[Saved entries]
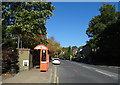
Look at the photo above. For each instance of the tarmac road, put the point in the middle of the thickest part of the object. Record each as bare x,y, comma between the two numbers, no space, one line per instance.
73,72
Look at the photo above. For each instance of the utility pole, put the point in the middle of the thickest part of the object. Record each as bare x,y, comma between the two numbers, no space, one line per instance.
18,42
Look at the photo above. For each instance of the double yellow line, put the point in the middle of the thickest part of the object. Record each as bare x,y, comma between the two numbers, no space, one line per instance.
56,78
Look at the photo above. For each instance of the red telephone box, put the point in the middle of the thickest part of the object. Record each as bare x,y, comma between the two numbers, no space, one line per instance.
44,57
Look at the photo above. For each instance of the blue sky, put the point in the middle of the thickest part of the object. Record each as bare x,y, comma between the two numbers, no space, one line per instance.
70,21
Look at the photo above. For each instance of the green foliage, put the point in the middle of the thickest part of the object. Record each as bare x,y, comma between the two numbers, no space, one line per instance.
105,33
25,20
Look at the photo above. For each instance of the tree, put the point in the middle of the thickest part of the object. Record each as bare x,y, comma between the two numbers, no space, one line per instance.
104,33
25,19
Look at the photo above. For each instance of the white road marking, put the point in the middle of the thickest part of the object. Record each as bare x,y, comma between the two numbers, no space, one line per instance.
104,73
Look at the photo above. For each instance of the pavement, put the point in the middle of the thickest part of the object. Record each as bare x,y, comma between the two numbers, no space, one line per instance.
32,76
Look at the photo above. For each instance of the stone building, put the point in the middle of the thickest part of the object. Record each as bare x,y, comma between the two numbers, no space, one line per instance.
25,59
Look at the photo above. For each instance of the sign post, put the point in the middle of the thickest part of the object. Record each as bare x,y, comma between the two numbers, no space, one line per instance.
44,57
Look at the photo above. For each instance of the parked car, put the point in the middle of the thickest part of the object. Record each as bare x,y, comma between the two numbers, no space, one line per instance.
56,61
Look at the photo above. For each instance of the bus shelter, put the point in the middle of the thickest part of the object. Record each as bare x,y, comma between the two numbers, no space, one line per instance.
44,57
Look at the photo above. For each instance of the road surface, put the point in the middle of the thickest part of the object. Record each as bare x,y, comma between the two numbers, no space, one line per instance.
68,72
73,72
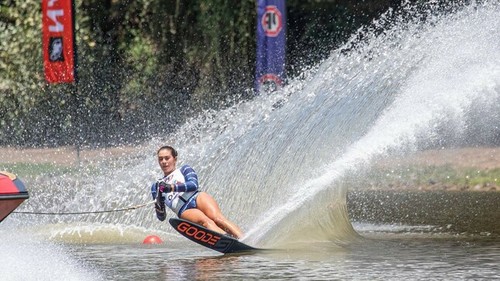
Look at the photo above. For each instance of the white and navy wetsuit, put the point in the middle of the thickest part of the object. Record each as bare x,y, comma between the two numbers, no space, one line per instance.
185,191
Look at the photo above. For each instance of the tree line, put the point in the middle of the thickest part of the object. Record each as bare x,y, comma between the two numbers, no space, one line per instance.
145,66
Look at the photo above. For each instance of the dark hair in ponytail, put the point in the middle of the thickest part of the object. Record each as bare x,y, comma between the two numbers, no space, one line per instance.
172,150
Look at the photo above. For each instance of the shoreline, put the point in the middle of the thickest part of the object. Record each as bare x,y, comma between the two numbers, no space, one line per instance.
480,159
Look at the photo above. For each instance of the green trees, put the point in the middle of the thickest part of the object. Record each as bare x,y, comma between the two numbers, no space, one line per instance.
147,64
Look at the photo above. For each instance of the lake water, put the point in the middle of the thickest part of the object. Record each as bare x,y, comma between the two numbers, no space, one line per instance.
426,78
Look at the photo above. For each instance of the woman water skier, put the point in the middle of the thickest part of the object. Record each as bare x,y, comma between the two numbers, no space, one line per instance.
178,189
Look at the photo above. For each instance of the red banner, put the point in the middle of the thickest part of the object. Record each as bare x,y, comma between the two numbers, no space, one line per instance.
58,41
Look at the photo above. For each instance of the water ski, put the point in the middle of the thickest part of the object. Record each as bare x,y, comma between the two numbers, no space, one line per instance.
208,238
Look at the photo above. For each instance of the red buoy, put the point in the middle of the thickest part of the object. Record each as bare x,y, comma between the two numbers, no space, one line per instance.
152,239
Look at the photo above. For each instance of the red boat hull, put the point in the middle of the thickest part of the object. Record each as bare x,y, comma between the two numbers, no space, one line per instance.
12,194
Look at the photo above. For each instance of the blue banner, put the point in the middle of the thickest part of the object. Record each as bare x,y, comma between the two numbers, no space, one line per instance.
271,40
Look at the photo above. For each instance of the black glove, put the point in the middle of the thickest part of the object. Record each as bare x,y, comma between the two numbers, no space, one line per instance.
164,187
160,207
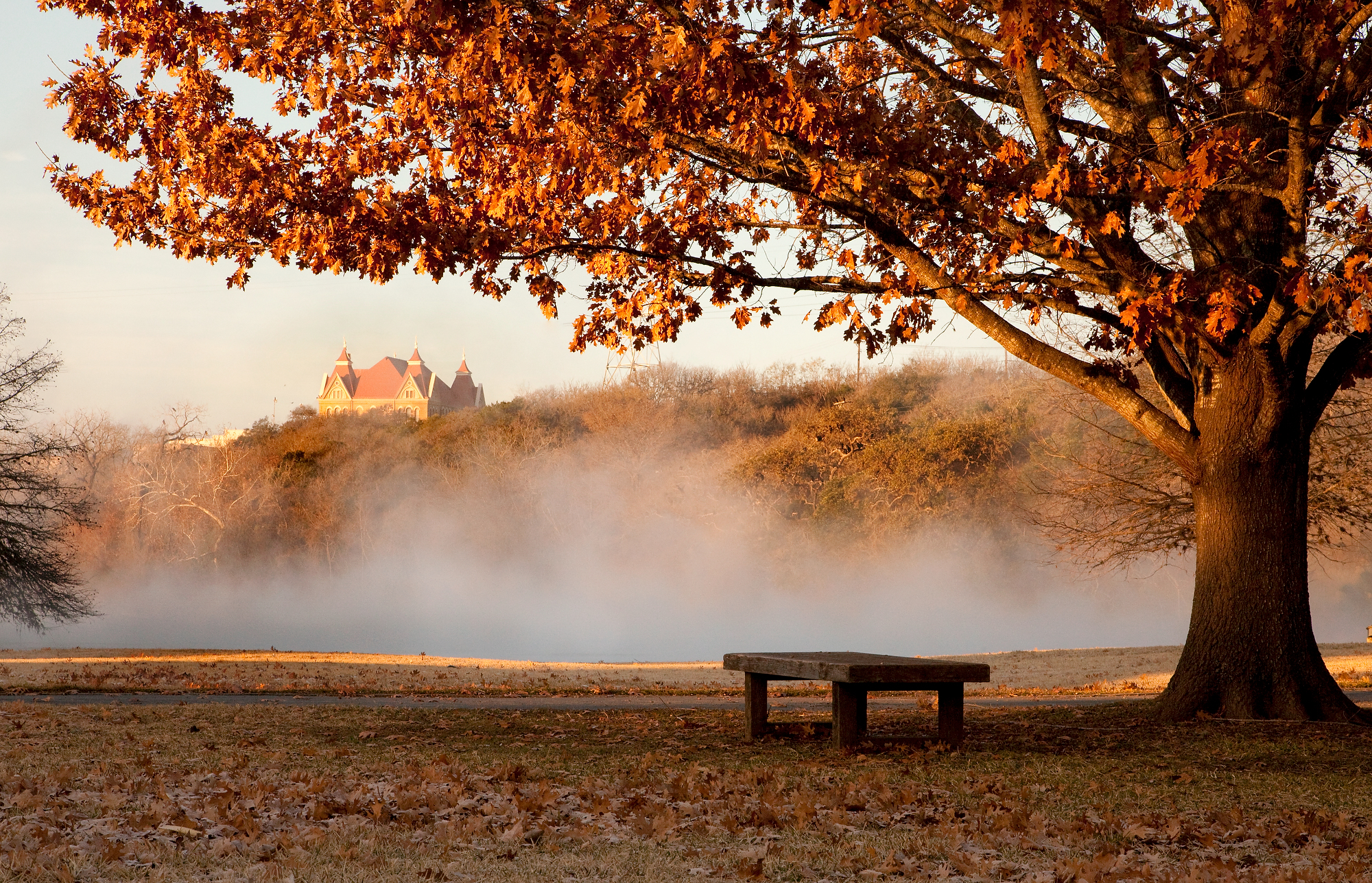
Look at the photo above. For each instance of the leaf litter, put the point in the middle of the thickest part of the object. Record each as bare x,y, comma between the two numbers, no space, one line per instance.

• **ABOUT THIS EXERCISE**
The expected result is every record above, word for word, with no pictures in it.

• **SOLUTION TO THIS PROBLEM**
Look at the photo above. For each instance of the tarmac road, put the point in the middle of the thickest part of the object. Record each as bare x,y, comma between the two numbers, no space, one line per instance.
73,72
Look at the photo above. For each instance of the utility pole, put the point in the middle of the thickest part of the object. Record each as bare x,y, comma between the two numbers, no space, one line per instance.
18,42
Look at the photo above. For each instance of the double yellow line, put the point in the middle of the thickest part of the object. Record each as bare x,y, comma between the two numbers, no space, one line per instance.
56,78
Look at the photo above. For each instance of the red telephone box, put the point in the middle of the thickest part of the object. Record each as bare x,y, comma between the two numbers, no space, one line per instance.
44,57
Look at the photo above. For each instance of the blue sky, put the point in the middle of the thickest part of the object. Record each as bare x,y, comma between the two numbers, no space, one line per instance.
70,21
Look at the photo above. For each instance of the green foliage, put the point in the middle of the thickest part of the object. Record each as bare x,y, comma between the two numbers, no space, one line per instance.
105,33
25,20
Look at the photo above. For each instance of the tree, put the point in the middle of the thickest part of the object. Record each as bare x,y, comma between the two numbers, no space, one line per instance.
104,33
25,19
Look at the photo above. For each instance of the white road marking, put the point in the middle of the thickest part of the object. Record each as bare x,y, comma between the two numbers, no space, one line per instance.
104,73
Look at the photo above. For each instance of the pavement, put the point in the middle of the thickest part of the object. Record each as bare x,y, comma between the two numbers, no space, one line per instance.
32,76
Look at the photo above. For each instance of the stone building, put the point in the middle of the thickest part of the object. Record each as bare x,y, comma between the two numbers, no space, one line per instance.
25,59
Look at the photo above. For each instance of the sign post, put the point in the middle of the thickest part of the object. Record each as bare x,y, comma between the two numbers, no space, one line per instance.
44,57
Look at the photo above. For each instance of the parked car, put the point in the middle of the thickest part of the object. Record each as bare x,y, comma between the two numbers, no space, one line per instance.
56,61
Look at the photo above. For each instance of the bus shelter, put the point in the middle of the thickest part of the object. Record each as bare x,y, comma between the two numbers, no space, one line per instance.
44,57
Look at the photo above. For each instance of the road surface, put the point in the middle of the thickest part of the object. Record each as bare x,y, comma between the two numbers, no space, one line per instance.
68,72
73,72
Look at the photo above. For each instance of the white and navy wetsuit, put the point in the middle of the thickest part of the object. Record each as bare x,y, comma between the two numbers, no space, one line per instance.
185,191
Look at the photo above. For each instance of the tree line, put the point in the middle of the thickest part of the object. Record each as bare x,y, comma between the two numbers, no space, one line per instance.
145,66
Look at the photo above. For each instance of the dark hair in ponytail, put the point in the middle of the thickest part of the object. Record each as bare x,y, comma between the two numbers, no space, one line per instance.
172,150
Look at the photo above. For each instance of the shoreline, put the point in the middle of the thickest part of the object. Record each as bare x,y, comma between the two numbers, no space, one line per instance.
480,159
Look at the photo above. For each instance of the green trees, put the point in the middle of the thickest part of the object. Record each as bare x,y, comma between the two numbers, no space, one line per instance.
147,64
Look at the photo above. For each instance of the lake water, put the point in the middle of the thickest part of the object. Record each as bare x,y, comma between the two numbers, no space, one line per instance.
426,78
Look at the photo above. For each instance of the woman water skier, put the point in the middle of the thickest part of the object. Record each as bare x,y, comma between the two numbers, no space, one line per instance.
178,189
Look at the photo above. For each instance of the red banner, put the point in the middle of the thickest part of the object. Record each as bare x,y, comma between the two numbers, no space, one line per instance.
58,41
Look at the photo above. For each instance of the water ski, put the point in the middle of the thickest part of the object. Record each as bare x,y, comma between the two numbers, no space, one line per instance.
208,238
Look at the photo above. For each instance of the red buoy, put the point in the middle of the thickest part of the object. Record each as bare x,y, comma between the two numbers, no space, one line per instance.
152,239
Look at the photo above. For each instance of the red boat hull, put the point in the middle of the thickest part of the object. Record each as bare x,y, comma between the two numbers, no space, one line per instance.
12,194
Look at the photo above. For each instance of the blue banner, put the point in the middle of the thickest part of the object. Record each as bare x,y, comma between the two numbers, no space, one line per instance.
271,40
Look at the photo above. For each instance of the black glove, put the point in the middle of the thickest part of the object. Record each as bare x,y, comma between the two numbers, no space, one line per instance.
164,187
160,207
Look at the photo above. For each instance of the leaf litter, put the point in the middle of the thickest part of the object. Record each as bare x,y, comma between the two numbers, no space, one line per instance.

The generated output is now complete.